Return the records below character for character.

--- Data shown ---

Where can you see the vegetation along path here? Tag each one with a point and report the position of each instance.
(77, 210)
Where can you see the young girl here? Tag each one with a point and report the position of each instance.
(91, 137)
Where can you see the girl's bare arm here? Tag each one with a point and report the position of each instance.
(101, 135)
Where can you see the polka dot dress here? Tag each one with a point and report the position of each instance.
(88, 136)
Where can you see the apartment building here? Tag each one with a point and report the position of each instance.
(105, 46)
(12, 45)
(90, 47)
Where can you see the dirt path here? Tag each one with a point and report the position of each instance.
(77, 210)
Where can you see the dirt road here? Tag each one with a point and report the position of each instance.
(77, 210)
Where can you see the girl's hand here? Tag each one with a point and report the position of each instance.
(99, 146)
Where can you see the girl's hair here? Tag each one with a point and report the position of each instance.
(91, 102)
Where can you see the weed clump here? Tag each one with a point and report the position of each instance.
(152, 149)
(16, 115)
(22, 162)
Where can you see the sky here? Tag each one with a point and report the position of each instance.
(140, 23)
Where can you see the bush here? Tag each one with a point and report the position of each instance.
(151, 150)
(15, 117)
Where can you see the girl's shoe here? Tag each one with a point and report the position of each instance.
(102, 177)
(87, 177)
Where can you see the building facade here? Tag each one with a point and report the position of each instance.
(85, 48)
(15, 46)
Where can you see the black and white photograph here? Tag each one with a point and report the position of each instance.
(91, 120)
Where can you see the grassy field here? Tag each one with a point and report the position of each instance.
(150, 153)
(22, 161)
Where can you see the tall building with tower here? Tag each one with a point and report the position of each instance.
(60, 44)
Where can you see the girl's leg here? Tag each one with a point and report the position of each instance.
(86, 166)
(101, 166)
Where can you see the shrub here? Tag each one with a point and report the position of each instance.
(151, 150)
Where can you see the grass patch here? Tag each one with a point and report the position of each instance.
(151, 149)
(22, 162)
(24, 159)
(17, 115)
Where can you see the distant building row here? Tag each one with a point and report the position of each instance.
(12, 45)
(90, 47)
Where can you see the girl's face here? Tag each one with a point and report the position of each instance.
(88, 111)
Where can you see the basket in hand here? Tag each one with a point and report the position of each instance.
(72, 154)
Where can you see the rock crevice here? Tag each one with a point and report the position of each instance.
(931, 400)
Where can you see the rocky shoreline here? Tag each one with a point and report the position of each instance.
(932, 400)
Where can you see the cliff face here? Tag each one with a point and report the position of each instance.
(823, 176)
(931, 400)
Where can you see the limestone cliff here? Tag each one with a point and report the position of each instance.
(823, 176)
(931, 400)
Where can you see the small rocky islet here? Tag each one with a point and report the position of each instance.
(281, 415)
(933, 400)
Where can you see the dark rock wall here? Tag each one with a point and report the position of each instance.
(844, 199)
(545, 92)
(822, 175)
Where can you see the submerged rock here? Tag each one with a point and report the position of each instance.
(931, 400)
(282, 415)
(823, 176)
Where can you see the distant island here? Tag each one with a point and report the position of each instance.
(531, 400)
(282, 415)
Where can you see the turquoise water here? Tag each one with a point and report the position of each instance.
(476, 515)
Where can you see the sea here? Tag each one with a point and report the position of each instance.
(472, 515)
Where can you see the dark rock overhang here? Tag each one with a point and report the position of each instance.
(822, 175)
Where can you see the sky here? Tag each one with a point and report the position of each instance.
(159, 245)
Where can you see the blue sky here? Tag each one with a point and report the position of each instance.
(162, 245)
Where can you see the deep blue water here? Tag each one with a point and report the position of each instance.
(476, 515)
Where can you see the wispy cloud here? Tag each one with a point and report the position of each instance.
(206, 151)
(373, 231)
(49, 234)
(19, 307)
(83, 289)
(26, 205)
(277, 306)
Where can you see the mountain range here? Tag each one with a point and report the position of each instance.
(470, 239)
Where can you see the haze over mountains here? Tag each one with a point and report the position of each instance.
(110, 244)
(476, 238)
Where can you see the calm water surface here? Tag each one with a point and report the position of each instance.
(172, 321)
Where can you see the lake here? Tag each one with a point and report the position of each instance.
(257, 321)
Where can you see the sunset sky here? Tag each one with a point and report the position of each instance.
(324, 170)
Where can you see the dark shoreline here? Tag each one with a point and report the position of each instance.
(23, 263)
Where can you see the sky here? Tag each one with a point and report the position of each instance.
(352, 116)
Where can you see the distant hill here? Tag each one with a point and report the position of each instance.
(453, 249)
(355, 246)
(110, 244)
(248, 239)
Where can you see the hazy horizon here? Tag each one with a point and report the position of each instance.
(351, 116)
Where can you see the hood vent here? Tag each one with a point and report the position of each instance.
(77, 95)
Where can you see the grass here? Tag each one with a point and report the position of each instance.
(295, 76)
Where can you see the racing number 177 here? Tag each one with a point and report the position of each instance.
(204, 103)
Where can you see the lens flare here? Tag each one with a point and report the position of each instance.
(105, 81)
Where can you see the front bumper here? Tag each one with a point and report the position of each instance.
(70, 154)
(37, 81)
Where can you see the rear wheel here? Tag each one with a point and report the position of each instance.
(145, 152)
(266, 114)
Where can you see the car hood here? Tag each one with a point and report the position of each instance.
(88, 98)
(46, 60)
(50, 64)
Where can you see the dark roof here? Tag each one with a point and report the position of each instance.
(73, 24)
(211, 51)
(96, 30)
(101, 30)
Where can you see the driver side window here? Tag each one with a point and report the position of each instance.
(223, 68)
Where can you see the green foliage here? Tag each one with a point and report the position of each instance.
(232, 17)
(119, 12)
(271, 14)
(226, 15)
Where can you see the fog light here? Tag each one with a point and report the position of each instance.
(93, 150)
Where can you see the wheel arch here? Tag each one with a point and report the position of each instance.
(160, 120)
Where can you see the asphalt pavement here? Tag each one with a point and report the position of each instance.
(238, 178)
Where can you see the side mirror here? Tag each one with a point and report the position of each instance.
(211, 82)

---

Task answer:
Where can you see the vegetation along path here? Tag each one with a point and report the position of each instance.
(77, 210)
Where can you see the young girl here? Tag each one with a point and report the position of each instance.
(91, 137)
Where can you see the girl's bare arm here? Tag each one with a point and report the position of each instance.
(101, 135)
Where can you see the polka dot dress here? Tag each one with a point and report the position of each instance.
(88, 136)
Where can you see the apartment building here? Tag each one with a point and report the position of each instance.
(105, 46)
(12, 45)
(90, 47)
Where can you see the dirt path here? Tag each one with a point and report the position of each instance.
(77, 210)
Where can you see the dirt road here? Tag each one with a point and report the position of each instance.
(77, 210)
Where can you see the girl's hand here? Tag each one with a point and report the position of each instance.
(99, 146)
Where can you see the girl's hair here? Tag each one with a point and report the position of each instance.
(91, 102)
Where can you see the weed clump here? Tag each one with a point and report the position of each instance.
(152, 149)
(16, 115)
(22, 162)
Where can you see the sky here? Tag each one with a point and report the position of each instance.
(140, 23)
Where can you see the bush here? Tag each one with a point and report the position of each instance.
(151, 150)
(15, 117)
Where can you see the girl's shoe here? Tag each one with a point and report the position of each instance.
(102, 177)
(87, 177)
Where can you see the building facade here? Tag each one with a point and report the position of each instance.
(85, 48)
(15, 46)
Where can you see the black and white photograph here? Tag each one with a point and report the position of each instance.
(91, 120)
Where can you see the grassy field here? Tag each one with a point and report the position of each instance.
(150, 153)
(22, 161)
Where can you see the tall building with tower here? Tag each one with a point and report the position of each instance.
(60, 44)
Where can you see the girl's leg here? Tag each one with a point and report the position of each instance.
(86, 166)
(101, 166)
Where can you see the shrub here? Tag each one with a point and report the position of each instance.
(151, 150)
Where can you see the grass patch here? Tag each one with a point and report the position of each instance.
(151, 149)
(22, 162)
(24, 159)
(17, 115)
Where can you see the distant building row here? Tag each one with a point and report the position of each instance.
(12, 45)
(90, 47)
Where can you see the girl's face here? Tag each one with a point and report the position of each instance.
(88, 111)
Where can you see the basket in hand here? Tag each one with a point and report the position of each instance.
(72, 154)
Where can you see the rock crevice here? Tag each one with a point and report the position of each instance.
(931, 400)
Where can you see the rocky shoreline here? Tag each one with a point and report the position of each instance.
(932, 400)
Where can you see the cliff face here? Tag each one with a point and report the position of each instance.
(823, 176)
(931, 400)
Where can you see the limestone cliff here? Tag each one with a point and report the position of each instance.
(823, 176)
(931, 400)
Where can you see the small rocky islet here? Tag each one with a point and report the position of each instance.
(281, 415)
(933, 400)
Where can you see the dark rock wall here? Tag each one with a point and report the position of each instance.
(844, 199)
(545, 92)
(822, 175)
Where can you see the submerged rock here? Tag each one with a point and report the position of each instance.
(931, 400)
(282, 415)
(823, 176)
Where can you see the distant island here? Tag each one with a point and report the position of each instance.
(531, 400)
(282, 415)
Where can you see the turquoise water here? Tag each one with a point and report the position of each instance.
(476, 515)
Where can you see the sea here? Tag each one with a point and report the position of each instance.
(472, 515)
Where can you see the dark rock overhang here? Tag each one with a point and report the position of each instance.
(822, 175)
Where can you see the sky here? Tag each one with a point and report the position of each instance.
(159, 245)
Where can you see the blue sky here? Tag each one with a point and report the position of each instance.
(162, 245)
Where can you see the deep blue water here? Tag each one with a point and report the position of each instance.
(476, 515)
Where can you see the wispy cloud here? Tag each one with a point and report the position of each instance.
(206, 151)
(373, 231)
(49, 234)
(19, 307)
(83, 289)
(26, 205)
(277, 306)
Where can you see the mountain range here? Tag each one with a point and report the position of each instance.
(470, 239)
Where can you see the haze over mountains here? Tag each one with a point and report the position of each instance.
(110, 244)
(476, 238)
Where can you see the calm water surface here? Tag each one with a point and report the position of each instance.
(172, 321)
Where can you see the lake here? Tag each one with a point and report the position of each instance.
(257, 321)
Where can you see the sunset sky here? Tag each one with a point and report the position of each instance.
(324, 170)
Where can you see the dark shoreline here? Tag each one with a point and report the position of each instance.
(23, 263)
Where can you see the sky here? Tag each one with a point and report the position of each instance.
(352, 116)
Where can you see the distant hill here? Tag each one with a point and report the position of each instance.
(453, 249)
(355, 246)
(110, 244)
(248, 239)
Where can you see the hazy horizon here? Tag each one with a point and report the position of each instance.
(351, 116)
Where can you see the hood vent here? Tag each one with a point and report the position of each instance.
(77, 95)
Where can you see the grass here? Tag each one with a point and report the position of each instance.
(295, 76)
Where can you see the racing number 177 here? Tag each one with a point and report the position of each instance.
(204, 103)
Where can you see the lens flare here? Tag each one with a point and report the position of each instance.
(105, 81)
Where can you see the front bumper here? Tag each one with a point and report the position of each instance.
(70, 154)
(37, 81)
Where can you see the rear wheel here? Tag each one with a point and report the position of each instance.
(145, 152)
(266, 114)
Where can you see the car hood here? Tag each one with a point and report the position of each instance.
(88, 98)
(46, 60)
(50, 64)
Where can you see the dark roof here? Tag each one with a point and report the position of each instance.
(73, 24)
(211, 51)
(96, 30)
(101, 30)
Where can you see the driver side window here? Tag each one with a point and report the position of each instance.
(223, 68)
Where can you see the green foliage here? Tag each one with a point and report the position of each instance.
(232, 17)
(119, 12)
(271, 14)
(226, 15)
Where can you see the fog light here? Tag each one with a point and report the position of each instance.
(93, 150)
Where can you see the wheel arch here? Tag each one with a point and report the position of each instance.
(160, 120)
Where can you see the asphalt pavement here? Tag each one with a point and report the position of each instance.
(238, 178)
Where can you see the side mirror here? Tag each one with a point and report the position of each instance.
(211, 82)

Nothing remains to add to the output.